Cry me a river…

This week I created a post on Instagram posing the question Do you enjoy reading books that make you cry?
One follower commented ‘Yes, especially tears of laughter.’
I agree with that remark, I love a book that makes me laugh out loud, but have to be careful not to wake my hubby as I do the majority of my reading in bed.
I thought I’d delve into this subject more as personally, I avoid reading weepy books at all costs.
I see so many posts on Facebook groups where people ask for recommendations for real tear-jerkers and it astounds me.
 
I read to escape from reality and I avoid crying at all costs. I must admit, I get slightly envious when I see people shed tears and gently dab them off their face and get on with their day.
When my floodgates open, I am a blubbering mess and quite scary to be around. It takes a good few hours for my red cheeks to calm down and my glassy, puffy eyes to return to normal.
If I stumble across a tear jerker scene on a television program or film, I get all jittery and start to make jokes. My coat of armour I suppose?
 
Sometimes, I can’t control the tears when something triggers off a reaction.
My daughters had the unlucky experience of seeing me have a meltdown at the cinema when we went to see Mama Mia 2. It reminded me of my mum who sadly passed away over ten years ago. I miss her every day and think of her all the time, so why did it take a film to trigger off these emotions? I blamed it on the full moon.
━━━━━━━━━━━━━━━━━━━━
## EXERCISE PROMPT
Do these statements agree with the blog post above about crying over books? Answer yes or no for each, quoting the deciding words. 1. The writer does most of their reading in bed. 2. The writer likes reading books that bring on tears. 3. The writer broke down at the cinema while seeing Mama Mia 2.

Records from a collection
━━━━━━━━━━━━━━━━━━━━
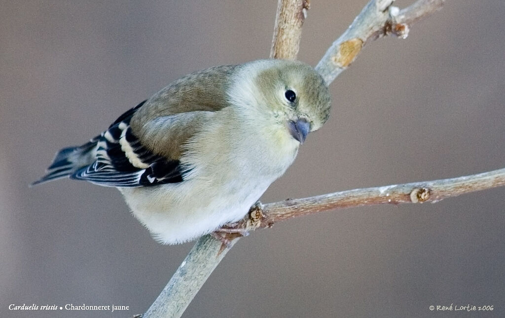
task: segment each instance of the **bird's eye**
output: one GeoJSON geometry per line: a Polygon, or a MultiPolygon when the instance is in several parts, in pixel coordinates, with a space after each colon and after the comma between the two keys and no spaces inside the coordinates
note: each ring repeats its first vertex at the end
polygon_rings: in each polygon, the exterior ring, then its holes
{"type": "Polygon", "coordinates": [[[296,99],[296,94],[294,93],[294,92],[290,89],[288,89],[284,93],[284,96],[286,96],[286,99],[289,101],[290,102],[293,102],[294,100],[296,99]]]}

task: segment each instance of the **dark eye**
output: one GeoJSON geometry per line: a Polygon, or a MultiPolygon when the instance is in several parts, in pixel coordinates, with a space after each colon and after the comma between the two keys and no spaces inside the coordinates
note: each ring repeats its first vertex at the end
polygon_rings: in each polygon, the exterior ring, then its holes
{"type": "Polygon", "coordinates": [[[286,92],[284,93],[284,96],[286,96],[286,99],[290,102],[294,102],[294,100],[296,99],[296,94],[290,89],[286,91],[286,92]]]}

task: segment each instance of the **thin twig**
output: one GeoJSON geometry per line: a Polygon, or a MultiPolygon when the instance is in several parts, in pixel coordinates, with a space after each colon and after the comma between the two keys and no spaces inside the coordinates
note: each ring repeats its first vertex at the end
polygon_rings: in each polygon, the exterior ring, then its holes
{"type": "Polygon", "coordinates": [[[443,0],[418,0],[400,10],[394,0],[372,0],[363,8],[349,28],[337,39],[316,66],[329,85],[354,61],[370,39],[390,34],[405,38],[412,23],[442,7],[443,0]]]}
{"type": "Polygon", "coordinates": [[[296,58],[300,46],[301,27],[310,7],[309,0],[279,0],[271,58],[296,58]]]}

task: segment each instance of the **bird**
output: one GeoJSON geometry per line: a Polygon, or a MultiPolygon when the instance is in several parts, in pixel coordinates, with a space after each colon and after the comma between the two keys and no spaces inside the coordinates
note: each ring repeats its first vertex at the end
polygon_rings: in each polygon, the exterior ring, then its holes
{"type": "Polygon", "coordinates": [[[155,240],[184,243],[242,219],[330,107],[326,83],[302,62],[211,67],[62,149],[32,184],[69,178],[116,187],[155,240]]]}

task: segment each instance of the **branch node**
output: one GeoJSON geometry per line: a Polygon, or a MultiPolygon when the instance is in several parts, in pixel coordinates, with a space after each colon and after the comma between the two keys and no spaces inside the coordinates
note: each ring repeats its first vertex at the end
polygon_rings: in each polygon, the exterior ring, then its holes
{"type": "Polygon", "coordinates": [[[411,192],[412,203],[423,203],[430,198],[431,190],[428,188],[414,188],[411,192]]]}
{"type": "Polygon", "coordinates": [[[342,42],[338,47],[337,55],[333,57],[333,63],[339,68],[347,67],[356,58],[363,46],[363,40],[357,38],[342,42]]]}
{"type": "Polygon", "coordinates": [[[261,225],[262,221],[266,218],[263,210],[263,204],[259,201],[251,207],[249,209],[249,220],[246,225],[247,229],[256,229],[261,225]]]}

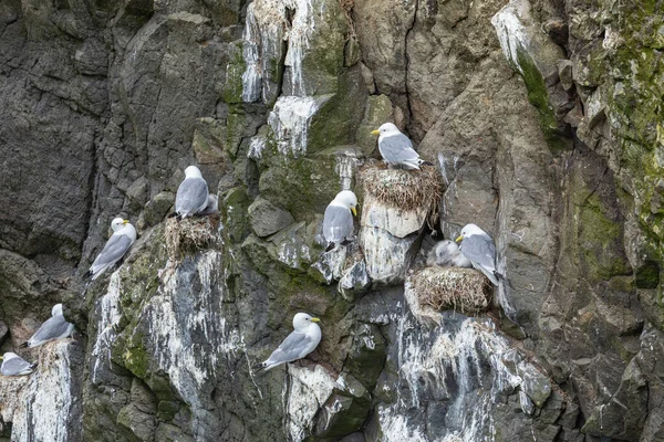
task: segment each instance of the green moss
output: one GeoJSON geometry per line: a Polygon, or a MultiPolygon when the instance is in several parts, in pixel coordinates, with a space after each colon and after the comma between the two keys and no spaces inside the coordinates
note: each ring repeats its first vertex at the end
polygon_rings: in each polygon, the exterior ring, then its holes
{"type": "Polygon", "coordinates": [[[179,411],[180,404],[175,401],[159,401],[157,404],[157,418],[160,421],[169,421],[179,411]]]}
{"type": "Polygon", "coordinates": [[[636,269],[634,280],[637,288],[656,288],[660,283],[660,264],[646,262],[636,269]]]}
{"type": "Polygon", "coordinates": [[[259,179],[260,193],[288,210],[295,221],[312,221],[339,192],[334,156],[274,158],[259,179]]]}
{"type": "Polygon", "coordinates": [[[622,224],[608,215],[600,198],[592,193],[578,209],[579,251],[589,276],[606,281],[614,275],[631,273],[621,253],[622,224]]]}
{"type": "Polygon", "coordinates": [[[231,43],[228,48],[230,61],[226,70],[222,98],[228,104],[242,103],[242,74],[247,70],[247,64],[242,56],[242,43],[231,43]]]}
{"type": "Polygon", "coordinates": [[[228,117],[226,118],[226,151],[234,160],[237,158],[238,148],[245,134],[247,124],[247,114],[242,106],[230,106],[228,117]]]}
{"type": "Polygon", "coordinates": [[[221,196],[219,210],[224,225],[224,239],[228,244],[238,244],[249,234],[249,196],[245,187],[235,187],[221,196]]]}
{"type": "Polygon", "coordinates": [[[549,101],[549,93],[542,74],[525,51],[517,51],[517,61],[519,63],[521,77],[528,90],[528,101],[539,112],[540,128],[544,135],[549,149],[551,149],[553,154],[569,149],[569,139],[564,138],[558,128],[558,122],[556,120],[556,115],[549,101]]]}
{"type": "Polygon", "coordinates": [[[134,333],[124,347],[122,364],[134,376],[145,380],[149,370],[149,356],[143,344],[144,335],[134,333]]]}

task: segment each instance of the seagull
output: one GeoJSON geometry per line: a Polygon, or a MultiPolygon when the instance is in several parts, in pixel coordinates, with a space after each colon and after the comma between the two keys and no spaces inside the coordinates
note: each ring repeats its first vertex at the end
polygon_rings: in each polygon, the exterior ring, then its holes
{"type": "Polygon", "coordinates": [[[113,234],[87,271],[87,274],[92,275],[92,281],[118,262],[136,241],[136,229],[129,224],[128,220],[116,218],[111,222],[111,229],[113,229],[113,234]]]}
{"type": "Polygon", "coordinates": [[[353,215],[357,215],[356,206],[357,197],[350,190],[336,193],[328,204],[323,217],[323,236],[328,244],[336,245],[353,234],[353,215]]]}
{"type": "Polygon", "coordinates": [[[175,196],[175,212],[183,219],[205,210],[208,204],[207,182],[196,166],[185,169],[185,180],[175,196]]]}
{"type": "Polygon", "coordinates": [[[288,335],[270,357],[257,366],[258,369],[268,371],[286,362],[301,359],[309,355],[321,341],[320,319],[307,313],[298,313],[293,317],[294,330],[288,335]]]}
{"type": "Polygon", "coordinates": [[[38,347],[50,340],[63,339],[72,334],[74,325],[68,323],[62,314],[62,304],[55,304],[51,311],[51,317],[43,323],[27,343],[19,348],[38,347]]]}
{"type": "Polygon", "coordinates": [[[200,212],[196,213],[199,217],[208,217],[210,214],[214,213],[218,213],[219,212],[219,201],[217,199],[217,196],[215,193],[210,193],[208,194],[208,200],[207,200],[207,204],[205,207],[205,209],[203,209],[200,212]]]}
━━━━━━━━━━━━━━━━━━━━
## ANSWER SECTION
1. Yes: "I do the majority of my reading in bed."
2. No: "I avoid reading weepy books at all costs."
3. Yes: "seeing me have a meltdown at the cinema when we went to see Mama Mia 2."